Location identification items
+ + + + + + +
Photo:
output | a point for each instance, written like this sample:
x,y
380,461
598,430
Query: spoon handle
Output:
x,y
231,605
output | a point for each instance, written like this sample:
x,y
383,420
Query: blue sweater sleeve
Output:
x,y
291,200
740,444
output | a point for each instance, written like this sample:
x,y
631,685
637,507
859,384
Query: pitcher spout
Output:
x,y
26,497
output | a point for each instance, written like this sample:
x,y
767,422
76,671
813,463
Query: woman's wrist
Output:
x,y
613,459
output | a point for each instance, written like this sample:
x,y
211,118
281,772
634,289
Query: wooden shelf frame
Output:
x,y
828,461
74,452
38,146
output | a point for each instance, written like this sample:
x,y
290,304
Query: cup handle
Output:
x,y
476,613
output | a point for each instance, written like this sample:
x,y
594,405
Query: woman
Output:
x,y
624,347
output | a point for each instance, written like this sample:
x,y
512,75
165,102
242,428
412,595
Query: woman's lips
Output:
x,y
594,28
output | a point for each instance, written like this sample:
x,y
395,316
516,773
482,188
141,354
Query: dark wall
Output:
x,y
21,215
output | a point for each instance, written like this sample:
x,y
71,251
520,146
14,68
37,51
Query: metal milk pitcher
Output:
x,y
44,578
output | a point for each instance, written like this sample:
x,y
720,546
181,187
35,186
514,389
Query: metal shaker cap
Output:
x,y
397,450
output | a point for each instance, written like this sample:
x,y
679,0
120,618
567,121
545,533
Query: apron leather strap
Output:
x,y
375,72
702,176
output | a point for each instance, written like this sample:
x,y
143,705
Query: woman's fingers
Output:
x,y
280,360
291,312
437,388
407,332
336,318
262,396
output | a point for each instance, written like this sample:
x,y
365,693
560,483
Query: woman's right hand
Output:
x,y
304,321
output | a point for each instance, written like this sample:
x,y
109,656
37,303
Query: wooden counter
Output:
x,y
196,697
+ + + + + + +
Exercise brief:
Return each line of the records that contains the word "wooden".

Correct answer:
Query: wooden shelf frame
Query: wooden counter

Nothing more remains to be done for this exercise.